Hata Veren Dünya, Yeni Algoritmalar

Dijital sanat alanındaki çalışmalarında düzen ve kaosu buluşturan Gökhan Doğan'la röportaj.

Dijital sanatı makine öğrenmesiyle (machine learning) bir araya getirerek ziyaretçilerin de katılabileceği sanat eserleri yaratan Gökhan Doğan’ı ilk defa OMM’un açılış gecesi için yarattığı mapping enstalasyonu, Cometa’yla tanımıştık. O gece, kuyruklu yıldızlar ve uzay ilişkisinden ilham alan ve Google’ın TensorFlow teknolojisiyle çalışan Cometa, müze meydanını küçük bir galaksiye çevirdi. Yerleştirme ve heykelleriyle sıklıkla uluslararası festivallere de katılan sanatçıyla düzen, kaos, ve algoritmaların kişiliği hakkında sohbet ettik.

Cometa
Cometa

İlk önce OMM’un açılış gecesinde bizimle orada olan, dolayısıyla kalbimizde ayrı bir yeri olan Cometa ile başlayalım. Bize projeyi ve arkasındaki süreci biraz anlatır mısınız?
▬▬▬
> [Yapılacak Görevler]:
1) Röportaja göre Cometa'nın hangi teknolojiyle çalıştığını yazın.
2) Röportajdaki "Dijital sanat alanındaki" ifadesinden "hakkında sohbet ettik." ifadesine kadar olan bölümü harfi harfine yazıya geçirin.

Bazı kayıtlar
▬▬▬
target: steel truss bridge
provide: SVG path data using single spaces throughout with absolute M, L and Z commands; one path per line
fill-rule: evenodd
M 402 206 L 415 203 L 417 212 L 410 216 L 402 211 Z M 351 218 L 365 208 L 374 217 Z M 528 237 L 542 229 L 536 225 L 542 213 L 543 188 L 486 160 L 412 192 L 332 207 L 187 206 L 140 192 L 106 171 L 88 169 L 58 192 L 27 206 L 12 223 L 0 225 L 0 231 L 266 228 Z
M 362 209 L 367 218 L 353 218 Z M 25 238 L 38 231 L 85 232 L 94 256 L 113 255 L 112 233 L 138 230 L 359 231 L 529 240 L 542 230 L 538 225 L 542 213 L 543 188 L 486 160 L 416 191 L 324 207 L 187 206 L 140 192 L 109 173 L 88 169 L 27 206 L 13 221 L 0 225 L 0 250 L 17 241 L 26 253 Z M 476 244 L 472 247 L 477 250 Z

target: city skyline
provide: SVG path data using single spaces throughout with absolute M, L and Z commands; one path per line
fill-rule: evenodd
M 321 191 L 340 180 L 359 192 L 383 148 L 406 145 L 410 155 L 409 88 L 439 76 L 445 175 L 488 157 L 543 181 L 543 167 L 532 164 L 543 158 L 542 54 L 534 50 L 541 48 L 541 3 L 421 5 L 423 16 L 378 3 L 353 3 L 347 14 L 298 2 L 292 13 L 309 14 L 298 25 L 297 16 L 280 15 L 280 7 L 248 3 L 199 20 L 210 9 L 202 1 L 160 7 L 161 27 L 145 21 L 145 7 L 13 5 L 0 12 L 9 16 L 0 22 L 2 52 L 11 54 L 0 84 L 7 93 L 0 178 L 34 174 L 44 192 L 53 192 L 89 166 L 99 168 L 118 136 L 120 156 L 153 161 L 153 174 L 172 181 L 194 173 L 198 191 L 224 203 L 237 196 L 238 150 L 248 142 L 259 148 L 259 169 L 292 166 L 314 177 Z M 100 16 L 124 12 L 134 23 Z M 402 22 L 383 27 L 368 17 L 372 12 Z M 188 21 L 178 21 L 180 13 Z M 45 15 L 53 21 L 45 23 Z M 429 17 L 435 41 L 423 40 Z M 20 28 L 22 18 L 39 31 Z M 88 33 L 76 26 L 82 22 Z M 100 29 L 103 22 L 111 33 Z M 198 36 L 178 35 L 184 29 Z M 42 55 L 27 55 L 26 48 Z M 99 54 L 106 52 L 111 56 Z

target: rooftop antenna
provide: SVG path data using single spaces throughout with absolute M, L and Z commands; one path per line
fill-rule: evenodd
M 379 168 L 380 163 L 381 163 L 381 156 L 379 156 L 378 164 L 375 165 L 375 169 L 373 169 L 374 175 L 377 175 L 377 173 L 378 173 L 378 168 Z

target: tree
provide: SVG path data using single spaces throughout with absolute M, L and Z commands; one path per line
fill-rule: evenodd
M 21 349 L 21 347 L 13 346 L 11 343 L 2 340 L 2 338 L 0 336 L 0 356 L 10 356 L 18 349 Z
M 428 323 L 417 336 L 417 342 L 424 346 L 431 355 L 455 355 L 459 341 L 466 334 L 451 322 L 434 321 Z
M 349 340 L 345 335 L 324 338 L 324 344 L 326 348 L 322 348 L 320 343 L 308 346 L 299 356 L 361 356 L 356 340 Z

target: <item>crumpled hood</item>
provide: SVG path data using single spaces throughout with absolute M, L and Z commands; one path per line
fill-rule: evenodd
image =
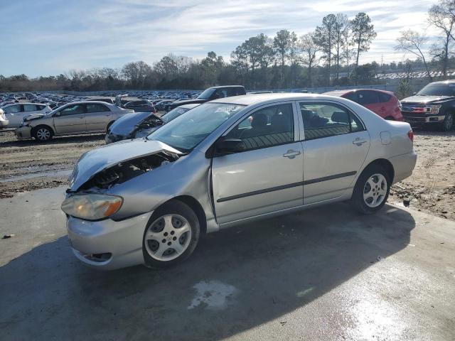
M 31 121 L 32 119 L 38 119 L 44 117 L 44 114 L 31 114 L 23 117 L 23 121 Z
M 405 104 L 430 104 L 433 102 L 444 101 L 446 99 L 452 99 L 454 97 L 451 96 L 411 96 L 402 99 L 401 103 Z
M 77 190 L 97 173 L 120 162 L 160 151 L 181 154 L 167 144 L 145 139 L 120 141 L 87 151 L 82 155 L 70 176 L 70 189 Z

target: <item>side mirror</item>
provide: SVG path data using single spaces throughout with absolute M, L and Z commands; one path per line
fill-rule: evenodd
M 238 139 L 226 139 L 219 141 L 215 146 L 216 155 L 232 154 L 244 150 L 243 141 Z

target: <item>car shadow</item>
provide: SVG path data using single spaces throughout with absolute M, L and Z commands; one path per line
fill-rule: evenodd
M 85 135 L 73 135 L 68 136 L 55 136 L 48 141 L 40 141 L 35 139 L 30 140 L 16 140 L 6 141 L 0 142 L 0 148 L 1 147 L 26 147 L 37 145 L 46 144 L 75 144 L 80 142 L 90 142 L 105 140 L 105 134 L 94 134 Z
M 398 252 L 414 226 L 394 206 L 358 216 L 331 205 L 209 234 L 166 270 L 93 270 L 63 237 L 0 267 L 2 339 L 220 340 Z

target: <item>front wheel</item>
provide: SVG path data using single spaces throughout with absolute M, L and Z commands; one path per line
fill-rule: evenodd
M 34 137 L 38 141 L 46 141 L 52 139 L 53 132 L 47 126 L 38 126 L 34 132 Z
M 178 200 L 159 207 L 144 233 L 142 250 L 146 266 L 165 268 L 183 261 L 198 244 L 200 224 L 189 206 Z
M 376 165 L 368 167 L 357 180 L 351 203 L 364 215 L 378 212 L 385 205 L 390 185 L 389 175 L 382 167 Z
M 441 126 L 441 130 L 443 131 L 449 131 L 454 126 L 454 114 L 447 114 L 446 118 L 444 119 Z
▬▬▬
> [Çözülen Sorular]:
1) Google’ın TensorFlow teknolojisiyle çalışıyor.

2)
Dijital sanat alanındaki çalışmalarında düzen ve kaosu buluşturan Gökhan Doğan'la röportaj.

Dijital sanatı makine öğrenmesiyle (machine learning) bir araya getirerek ziyaretçilerin de katılabileceği sanat eserleri yaratan Gökhan Doğan’ı ilk defa OMM’un açılış gecesi için yarattığı mapping enstalasyonu, Cometa’yla tanımıştık. O gece, kuyruklu yıldızlar ve uzay ilişkisinden ilham alan ve Google’ın TensorFlow teknolojisiyle çalışan Cometa, müze meydanını küçük bir galaksiye çevirdi. Yerleştirme ve heykelleriyle sıklıkla uluslararası festivallere de katılan sanatçıyla düzen, kaos, ve algoritmaların kişiliği hakkında sohbet ettik.